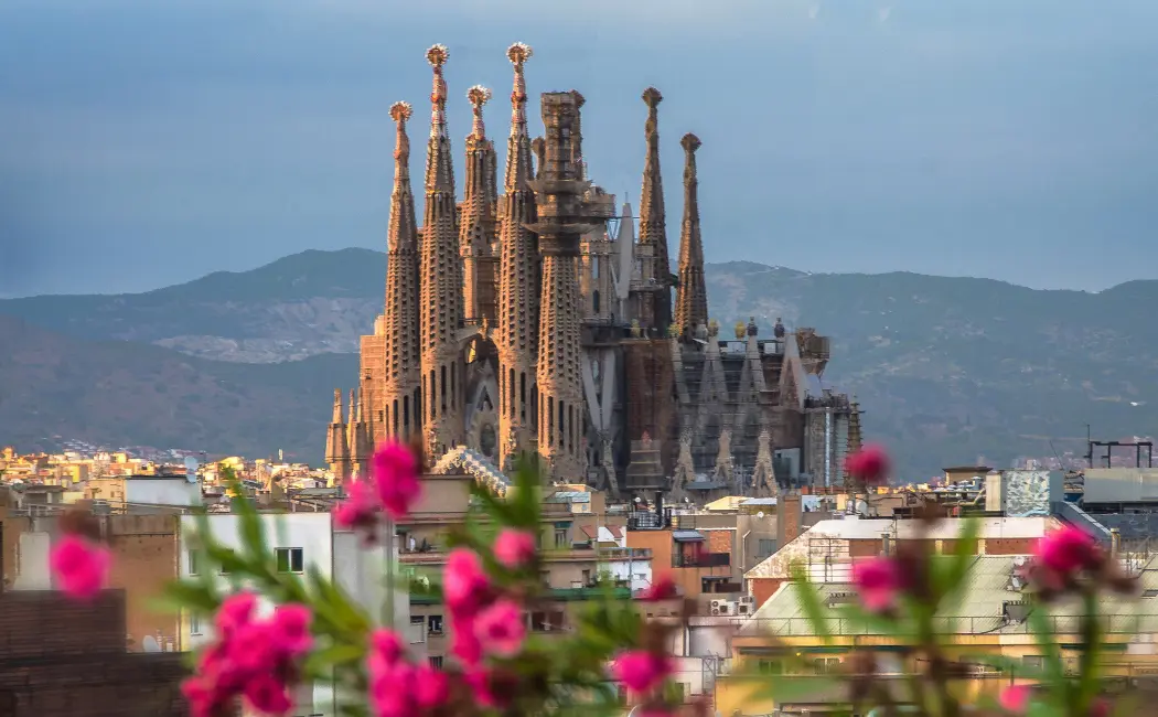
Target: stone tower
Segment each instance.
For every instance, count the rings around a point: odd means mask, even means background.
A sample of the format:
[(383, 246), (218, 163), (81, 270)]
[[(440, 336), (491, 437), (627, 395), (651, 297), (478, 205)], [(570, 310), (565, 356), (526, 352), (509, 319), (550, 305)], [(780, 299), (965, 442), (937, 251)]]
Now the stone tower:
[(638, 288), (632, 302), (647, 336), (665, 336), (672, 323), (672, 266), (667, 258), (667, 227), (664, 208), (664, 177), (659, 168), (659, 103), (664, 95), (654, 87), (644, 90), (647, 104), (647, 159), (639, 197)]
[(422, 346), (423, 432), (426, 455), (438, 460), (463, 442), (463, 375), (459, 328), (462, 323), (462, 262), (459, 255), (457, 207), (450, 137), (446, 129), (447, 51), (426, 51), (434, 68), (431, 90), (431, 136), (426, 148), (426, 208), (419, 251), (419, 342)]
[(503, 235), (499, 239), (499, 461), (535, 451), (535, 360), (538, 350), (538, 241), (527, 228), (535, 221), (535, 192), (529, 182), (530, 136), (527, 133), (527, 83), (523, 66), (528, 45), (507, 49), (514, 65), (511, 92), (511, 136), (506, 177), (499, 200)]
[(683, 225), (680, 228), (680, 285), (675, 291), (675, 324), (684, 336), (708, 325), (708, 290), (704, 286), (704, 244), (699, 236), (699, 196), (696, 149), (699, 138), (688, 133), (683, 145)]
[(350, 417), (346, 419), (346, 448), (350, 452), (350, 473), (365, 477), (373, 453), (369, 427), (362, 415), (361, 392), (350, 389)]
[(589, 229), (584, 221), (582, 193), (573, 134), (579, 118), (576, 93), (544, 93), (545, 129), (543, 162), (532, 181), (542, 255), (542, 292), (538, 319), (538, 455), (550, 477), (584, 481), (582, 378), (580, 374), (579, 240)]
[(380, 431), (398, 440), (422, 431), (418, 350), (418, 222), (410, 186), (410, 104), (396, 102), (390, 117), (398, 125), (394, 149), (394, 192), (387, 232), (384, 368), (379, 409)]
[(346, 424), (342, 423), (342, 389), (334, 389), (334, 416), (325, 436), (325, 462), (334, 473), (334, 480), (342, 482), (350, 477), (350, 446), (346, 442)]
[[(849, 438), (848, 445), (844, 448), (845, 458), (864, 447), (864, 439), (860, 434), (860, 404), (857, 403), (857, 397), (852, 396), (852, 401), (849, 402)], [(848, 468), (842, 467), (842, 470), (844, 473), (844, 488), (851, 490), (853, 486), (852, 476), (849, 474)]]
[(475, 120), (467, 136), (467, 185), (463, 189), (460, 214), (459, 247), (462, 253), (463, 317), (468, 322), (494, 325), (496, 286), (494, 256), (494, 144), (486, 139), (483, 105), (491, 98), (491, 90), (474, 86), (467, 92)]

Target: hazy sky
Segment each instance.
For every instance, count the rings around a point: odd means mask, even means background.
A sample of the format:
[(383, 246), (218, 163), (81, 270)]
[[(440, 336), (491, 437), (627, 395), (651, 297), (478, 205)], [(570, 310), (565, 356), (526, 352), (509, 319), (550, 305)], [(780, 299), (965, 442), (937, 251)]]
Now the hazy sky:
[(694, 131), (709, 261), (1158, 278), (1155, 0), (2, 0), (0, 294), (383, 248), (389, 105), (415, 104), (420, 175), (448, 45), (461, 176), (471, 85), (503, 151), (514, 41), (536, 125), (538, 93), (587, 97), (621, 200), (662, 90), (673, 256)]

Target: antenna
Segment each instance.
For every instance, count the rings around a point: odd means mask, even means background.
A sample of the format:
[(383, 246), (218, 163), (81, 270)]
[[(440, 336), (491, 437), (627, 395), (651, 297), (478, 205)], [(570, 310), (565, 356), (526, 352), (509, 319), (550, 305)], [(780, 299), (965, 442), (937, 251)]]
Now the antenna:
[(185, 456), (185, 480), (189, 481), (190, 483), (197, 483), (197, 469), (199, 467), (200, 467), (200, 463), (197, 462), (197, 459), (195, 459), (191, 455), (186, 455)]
++++++++++++++++++++
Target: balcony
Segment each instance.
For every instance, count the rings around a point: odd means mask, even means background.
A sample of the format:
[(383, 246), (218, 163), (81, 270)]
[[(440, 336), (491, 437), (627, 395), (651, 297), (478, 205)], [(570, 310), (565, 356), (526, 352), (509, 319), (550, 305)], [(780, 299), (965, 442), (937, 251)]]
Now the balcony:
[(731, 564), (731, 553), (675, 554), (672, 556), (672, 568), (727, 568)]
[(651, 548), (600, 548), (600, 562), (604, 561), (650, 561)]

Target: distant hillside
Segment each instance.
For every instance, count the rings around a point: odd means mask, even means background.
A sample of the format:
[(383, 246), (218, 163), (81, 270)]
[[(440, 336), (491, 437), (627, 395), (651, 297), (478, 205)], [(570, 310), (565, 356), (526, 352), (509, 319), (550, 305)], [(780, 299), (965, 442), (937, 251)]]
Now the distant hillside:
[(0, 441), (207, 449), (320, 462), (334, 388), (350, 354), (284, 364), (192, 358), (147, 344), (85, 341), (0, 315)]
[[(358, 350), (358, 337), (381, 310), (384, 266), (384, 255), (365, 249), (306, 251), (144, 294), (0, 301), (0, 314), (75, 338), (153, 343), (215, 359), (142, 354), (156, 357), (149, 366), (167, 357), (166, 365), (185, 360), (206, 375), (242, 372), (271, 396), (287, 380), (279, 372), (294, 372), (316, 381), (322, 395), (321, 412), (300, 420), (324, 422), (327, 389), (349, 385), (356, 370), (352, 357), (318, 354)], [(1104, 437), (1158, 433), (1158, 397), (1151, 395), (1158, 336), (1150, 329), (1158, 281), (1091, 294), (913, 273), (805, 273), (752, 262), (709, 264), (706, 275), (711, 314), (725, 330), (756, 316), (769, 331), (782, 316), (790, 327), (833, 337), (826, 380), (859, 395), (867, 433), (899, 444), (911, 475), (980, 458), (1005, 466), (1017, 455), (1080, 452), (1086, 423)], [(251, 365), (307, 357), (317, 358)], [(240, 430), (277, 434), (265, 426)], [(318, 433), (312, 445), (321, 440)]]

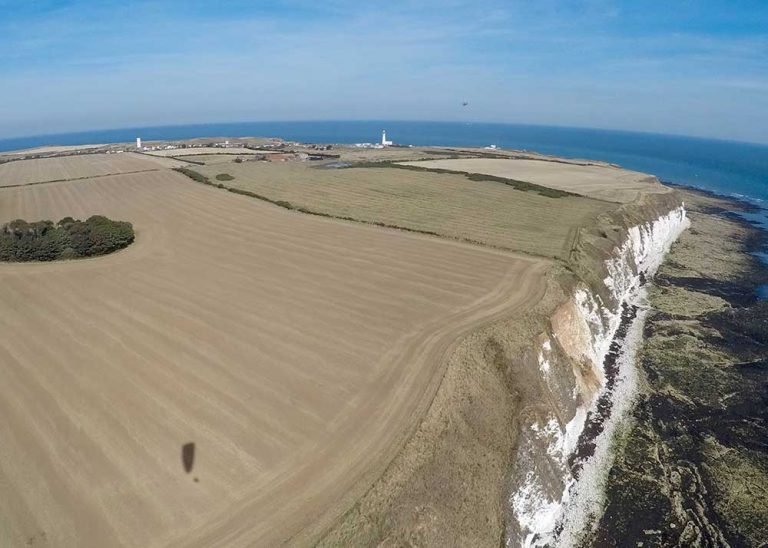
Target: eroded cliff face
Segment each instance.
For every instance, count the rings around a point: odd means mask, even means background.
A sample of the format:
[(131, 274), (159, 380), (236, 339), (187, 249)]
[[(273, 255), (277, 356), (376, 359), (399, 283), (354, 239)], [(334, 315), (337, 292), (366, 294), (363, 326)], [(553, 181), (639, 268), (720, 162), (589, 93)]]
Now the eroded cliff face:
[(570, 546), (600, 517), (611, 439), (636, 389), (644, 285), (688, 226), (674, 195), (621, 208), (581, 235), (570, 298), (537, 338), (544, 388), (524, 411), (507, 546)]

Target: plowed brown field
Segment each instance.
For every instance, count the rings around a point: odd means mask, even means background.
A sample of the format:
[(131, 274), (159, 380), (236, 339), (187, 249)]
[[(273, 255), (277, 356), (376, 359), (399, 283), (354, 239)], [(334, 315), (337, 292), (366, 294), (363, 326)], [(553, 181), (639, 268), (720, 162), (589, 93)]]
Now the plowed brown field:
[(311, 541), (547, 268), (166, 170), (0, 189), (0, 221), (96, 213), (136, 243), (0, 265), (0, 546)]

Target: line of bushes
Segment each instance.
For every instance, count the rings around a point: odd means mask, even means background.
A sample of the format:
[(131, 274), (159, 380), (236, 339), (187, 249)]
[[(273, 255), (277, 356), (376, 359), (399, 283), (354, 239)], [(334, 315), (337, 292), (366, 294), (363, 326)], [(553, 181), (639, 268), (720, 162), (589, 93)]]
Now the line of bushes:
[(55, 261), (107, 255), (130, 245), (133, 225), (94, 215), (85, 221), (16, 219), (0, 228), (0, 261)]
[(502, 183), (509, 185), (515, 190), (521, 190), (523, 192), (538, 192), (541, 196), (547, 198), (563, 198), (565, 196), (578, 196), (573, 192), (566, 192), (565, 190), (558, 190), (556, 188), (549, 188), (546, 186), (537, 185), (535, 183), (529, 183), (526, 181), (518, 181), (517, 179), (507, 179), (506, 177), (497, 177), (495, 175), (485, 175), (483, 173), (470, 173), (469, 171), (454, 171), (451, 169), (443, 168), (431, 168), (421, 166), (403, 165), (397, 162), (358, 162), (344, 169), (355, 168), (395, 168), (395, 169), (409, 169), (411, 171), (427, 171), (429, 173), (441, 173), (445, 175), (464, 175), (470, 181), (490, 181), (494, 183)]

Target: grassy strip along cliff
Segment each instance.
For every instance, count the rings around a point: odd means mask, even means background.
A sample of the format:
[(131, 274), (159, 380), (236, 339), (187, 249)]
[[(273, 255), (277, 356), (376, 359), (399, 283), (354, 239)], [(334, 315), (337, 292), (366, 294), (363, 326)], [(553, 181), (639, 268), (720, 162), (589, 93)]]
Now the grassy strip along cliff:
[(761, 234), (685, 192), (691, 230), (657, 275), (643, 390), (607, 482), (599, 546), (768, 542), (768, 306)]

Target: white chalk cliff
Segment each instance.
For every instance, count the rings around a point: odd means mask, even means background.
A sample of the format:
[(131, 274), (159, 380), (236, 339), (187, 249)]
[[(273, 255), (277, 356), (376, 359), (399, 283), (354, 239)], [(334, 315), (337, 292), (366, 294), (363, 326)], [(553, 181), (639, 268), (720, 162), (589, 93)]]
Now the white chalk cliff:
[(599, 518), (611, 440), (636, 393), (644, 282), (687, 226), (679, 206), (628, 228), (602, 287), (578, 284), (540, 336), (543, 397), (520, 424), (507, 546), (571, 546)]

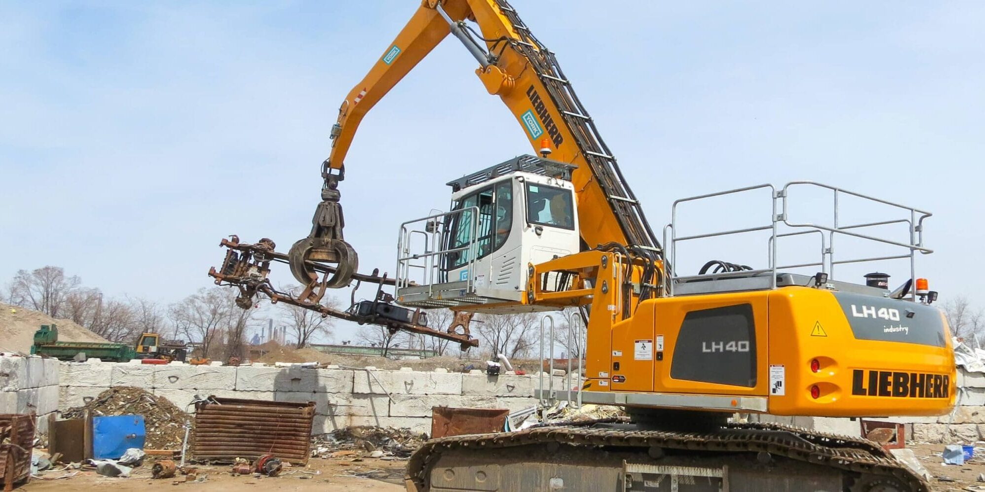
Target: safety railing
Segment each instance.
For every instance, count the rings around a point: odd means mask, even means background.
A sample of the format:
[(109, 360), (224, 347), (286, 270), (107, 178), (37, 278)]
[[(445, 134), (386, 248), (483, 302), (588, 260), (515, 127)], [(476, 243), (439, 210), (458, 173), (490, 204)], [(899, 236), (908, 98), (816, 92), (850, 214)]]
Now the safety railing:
++++++++++++++++++++
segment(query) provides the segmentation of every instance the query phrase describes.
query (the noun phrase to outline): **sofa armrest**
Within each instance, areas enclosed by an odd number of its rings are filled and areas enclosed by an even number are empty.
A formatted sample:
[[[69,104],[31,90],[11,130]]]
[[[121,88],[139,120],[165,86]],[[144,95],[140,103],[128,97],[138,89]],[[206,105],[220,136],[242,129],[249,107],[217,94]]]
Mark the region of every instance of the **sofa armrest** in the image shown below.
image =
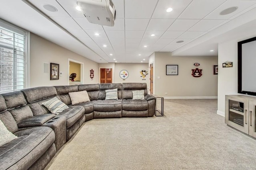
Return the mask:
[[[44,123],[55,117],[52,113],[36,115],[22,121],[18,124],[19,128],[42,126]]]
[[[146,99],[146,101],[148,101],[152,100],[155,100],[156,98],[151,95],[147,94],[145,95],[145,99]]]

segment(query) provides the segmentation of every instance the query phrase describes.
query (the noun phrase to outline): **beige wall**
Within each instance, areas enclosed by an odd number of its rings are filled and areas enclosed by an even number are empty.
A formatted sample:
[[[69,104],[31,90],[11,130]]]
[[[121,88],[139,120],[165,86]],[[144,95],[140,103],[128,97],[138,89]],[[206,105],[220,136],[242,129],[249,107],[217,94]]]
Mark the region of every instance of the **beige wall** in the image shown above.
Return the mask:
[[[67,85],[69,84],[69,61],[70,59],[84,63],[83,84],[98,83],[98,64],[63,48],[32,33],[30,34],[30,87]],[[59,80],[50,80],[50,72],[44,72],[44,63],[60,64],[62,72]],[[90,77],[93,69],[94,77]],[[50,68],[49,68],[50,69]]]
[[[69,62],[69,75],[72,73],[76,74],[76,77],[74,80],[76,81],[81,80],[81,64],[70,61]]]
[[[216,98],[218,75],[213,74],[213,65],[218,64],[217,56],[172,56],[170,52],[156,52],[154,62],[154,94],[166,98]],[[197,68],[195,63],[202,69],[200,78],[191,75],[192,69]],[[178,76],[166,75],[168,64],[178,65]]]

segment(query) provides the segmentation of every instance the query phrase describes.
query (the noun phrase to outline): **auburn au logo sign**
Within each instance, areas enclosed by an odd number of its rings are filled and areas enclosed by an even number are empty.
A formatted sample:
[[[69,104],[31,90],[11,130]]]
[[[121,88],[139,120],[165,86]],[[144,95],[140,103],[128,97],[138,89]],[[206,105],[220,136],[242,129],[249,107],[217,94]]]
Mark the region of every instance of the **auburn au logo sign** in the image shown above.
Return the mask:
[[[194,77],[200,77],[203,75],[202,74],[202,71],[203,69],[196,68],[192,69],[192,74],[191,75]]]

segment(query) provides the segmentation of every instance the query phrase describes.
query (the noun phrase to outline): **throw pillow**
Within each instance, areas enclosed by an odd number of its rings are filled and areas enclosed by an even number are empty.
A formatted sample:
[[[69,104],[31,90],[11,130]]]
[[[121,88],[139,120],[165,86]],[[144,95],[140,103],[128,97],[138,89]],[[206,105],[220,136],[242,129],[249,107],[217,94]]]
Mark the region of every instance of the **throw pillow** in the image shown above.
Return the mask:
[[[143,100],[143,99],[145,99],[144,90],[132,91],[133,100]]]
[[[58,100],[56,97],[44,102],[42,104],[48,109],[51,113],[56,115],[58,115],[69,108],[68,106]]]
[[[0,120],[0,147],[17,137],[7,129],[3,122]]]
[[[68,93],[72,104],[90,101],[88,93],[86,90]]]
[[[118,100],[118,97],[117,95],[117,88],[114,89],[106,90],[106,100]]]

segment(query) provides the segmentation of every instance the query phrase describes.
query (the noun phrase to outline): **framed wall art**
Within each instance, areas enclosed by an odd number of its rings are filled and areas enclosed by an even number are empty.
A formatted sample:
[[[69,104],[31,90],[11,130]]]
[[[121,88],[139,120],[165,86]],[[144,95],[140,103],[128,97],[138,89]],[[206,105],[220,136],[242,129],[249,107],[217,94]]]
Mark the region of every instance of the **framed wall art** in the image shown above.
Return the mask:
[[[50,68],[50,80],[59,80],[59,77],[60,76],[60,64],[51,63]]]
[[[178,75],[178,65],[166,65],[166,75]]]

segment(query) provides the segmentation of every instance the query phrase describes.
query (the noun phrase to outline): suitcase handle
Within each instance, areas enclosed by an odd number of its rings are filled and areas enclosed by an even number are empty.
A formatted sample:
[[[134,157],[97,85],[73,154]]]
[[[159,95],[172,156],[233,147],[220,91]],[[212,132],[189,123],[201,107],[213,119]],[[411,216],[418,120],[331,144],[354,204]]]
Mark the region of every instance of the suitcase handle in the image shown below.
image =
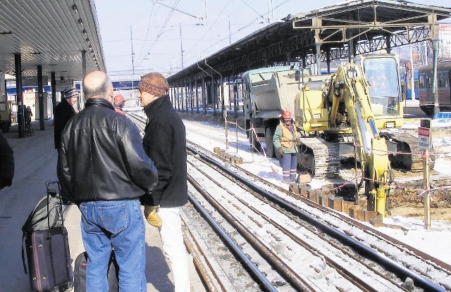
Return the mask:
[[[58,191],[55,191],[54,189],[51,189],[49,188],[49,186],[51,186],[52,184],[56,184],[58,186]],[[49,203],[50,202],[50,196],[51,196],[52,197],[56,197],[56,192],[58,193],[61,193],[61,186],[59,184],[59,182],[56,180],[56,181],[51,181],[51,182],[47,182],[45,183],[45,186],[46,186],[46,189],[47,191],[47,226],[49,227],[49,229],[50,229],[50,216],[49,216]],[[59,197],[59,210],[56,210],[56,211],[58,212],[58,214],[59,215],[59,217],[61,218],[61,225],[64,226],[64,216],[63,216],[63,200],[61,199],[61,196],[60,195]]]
++++++++++++++++++++
- STATED EXERCISE -
Please collect every line of the data above that contains the word "wall", and copy each one in full.

- RESULT BELOW -
query (the noun phrase to outline): **beige wall**
Mark the region of every instance of the **beige wall** in the image shown above.
query (the noun phrase to outline): **framed wall art**
Mark the region of every instance of the **framed wall art** in the image shown above.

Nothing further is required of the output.